- _Exercise details_: Would you please copy each line below that includes the string "feathery"?

########

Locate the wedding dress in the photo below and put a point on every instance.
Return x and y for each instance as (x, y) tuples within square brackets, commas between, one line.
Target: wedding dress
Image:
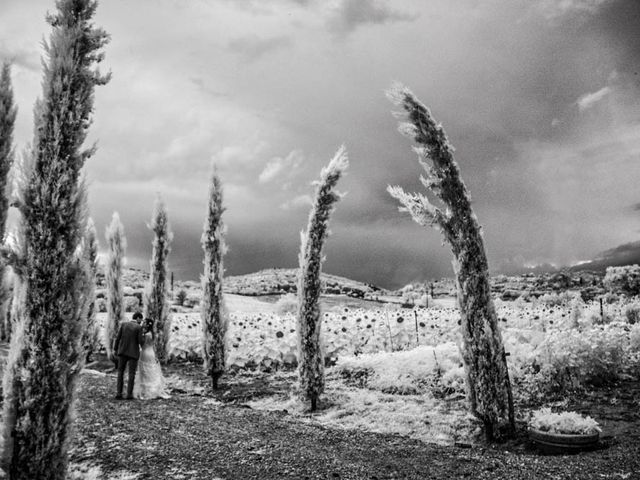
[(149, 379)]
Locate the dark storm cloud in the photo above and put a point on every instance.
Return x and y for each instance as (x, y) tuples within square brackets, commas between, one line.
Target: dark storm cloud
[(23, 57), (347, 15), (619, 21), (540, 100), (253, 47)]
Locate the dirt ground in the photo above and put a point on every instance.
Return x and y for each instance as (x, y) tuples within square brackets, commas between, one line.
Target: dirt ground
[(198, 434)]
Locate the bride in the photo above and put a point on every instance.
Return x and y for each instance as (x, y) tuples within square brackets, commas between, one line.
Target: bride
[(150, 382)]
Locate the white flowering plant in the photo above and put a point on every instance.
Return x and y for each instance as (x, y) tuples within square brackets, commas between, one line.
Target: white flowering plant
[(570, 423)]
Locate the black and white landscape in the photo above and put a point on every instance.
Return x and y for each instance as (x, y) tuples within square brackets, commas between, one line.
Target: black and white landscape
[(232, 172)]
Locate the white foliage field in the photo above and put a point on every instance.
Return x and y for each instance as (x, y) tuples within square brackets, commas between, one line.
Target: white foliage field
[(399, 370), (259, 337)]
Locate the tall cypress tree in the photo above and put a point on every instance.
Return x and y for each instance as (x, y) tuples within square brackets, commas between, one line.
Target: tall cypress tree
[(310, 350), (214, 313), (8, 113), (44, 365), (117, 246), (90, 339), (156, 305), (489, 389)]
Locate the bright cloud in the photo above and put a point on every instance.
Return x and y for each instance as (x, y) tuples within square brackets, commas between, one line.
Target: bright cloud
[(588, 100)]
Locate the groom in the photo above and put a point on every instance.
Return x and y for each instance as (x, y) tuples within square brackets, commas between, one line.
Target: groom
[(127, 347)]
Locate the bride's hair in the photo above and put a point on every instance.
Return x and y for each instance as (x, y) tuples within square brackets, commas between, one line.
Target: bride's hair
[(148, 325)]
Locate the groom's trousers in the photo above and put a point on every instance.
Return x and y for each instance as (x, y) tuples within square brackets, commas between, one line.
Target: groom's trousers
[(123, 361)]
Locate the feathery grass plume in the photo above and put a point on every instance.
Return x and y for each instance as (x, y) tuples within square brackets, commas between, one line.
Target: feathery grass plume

########

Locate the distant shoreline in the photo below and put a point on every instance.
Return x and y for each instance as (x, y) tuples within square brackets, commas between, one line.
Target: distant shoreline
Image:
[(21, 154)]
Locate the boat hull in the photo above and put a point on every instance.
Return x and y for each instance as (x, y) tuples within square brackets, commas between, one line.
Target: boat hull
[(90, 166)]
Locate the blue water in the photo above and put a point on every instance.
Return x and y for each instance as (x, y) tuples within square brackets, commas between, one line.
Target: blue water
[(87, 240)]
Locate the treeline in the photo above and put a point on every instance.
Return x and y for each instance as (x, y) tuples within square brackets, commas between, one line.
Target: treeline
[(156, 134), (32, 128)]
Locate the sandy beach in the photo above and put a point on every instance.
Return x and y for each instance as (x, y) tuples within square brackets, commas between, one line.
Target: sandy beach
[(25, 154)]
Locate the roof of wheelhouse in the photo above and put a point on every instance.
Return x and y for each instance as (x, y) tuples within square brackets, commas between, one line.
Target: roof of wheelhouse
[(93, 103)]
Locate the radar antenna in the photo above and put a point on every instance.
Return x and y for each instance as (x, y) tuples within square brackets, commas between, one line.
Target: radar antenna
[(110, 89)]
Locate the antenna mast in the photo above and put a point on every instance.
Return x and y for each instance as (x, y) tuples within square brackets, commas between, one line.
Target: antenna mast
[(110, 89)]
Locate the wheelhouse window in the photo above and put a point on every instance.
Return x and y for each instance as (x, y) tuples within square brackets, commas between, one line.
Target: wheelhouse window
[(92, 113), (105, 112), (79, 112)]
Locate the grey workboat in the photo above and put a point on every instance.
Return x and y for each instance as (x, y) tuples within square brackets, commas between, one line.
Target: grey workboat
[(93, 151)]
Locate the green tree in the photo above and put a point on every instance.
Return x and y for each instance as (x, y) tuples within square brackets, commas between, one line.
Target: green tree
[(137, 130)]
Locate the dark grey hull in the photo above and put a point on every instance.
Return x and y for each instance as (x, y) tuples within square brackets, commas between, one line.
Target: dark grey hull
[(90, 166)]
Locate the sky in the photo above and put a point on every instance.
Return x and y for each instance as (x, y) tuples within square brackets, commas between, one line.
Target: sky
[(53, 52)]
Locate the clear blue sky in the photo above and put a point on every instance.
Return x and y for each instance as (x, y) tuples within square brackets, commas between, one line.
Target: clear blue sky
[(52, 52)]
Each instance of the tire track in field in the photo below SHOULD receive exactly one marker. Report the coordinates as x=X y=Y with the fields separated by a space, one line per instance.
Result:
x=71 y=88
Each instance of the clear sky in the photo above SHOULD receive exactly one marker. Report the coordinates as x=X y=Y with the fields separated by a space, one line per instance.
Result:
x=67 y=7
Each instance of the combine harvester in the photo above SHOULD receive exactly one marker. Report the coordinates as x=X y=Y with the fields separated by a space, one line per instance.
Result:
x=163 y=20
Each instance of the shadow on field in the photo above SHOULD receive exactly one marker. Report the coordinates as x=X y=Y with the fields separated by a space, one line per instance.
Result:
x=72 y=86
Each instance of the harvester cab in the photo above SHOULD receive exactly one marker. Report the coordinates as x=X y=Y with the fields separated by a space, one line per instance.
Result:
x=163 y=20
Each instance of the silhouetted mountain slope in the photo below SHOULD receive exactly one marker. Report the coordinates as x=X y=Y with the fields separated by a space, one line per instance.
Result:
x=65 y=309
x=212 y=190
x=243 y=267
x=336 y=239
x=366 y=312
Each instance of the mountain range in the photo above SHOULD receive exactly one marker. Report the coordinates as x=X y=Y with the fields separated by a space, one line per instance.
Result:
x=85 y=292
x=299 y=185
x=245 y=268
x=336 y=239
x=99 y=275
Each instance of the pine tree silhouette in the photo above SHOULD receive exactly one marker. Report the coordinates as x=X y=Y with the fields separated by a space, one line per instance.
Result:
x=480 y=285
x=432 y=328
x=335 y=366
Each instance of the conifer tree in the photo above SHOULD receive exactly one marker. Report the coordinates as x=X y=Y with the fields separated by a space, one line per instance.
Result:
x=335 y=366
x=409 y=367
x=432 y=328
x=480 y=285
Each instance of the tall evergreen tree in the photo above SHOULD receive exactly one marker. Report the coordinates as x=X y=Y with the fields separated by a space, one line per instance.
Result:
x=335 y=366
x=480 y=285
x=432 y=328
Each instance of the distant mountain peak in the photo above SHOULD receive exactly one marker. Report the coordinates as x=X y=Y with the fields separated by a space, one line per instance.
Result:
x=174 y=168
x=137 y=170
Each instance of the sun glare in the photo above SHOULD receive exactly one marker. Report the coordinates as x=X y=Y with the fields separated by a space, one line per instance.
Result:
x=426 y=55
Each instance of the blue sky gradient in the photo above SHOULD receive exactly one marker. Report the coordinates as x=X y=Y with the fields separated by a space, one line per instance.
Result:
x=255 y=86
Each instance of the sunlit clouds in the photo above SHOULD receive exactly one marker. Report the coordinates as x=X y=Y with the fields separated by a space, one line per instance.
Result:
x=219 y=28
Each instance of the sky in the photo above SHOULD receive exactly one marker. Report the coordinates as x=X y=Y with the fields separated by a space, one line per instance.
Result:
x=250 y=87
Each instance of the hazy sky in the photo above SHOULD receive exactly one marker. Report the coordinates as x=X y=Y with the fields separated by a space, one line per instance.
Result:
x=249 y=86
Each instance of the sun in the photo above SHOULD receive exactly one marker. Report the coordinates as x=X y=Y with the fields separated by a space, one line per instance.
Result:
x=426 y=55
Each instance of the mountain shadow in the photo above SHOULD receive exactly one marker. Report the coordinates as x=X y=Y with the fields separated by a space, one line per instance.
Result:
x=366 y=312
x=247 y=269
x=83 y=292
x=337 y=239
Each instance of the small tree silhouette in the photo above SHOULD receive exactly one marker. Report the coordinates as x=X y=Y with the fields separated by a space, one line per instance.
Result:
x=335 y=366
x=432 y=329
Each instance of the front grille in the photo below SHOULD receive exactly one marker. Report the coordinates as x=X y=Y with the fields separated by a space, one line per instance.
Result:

########

- _Response below_:
Locate the feathery grass plume in the photo above and put a point on every instance.
Target: feathery grass plume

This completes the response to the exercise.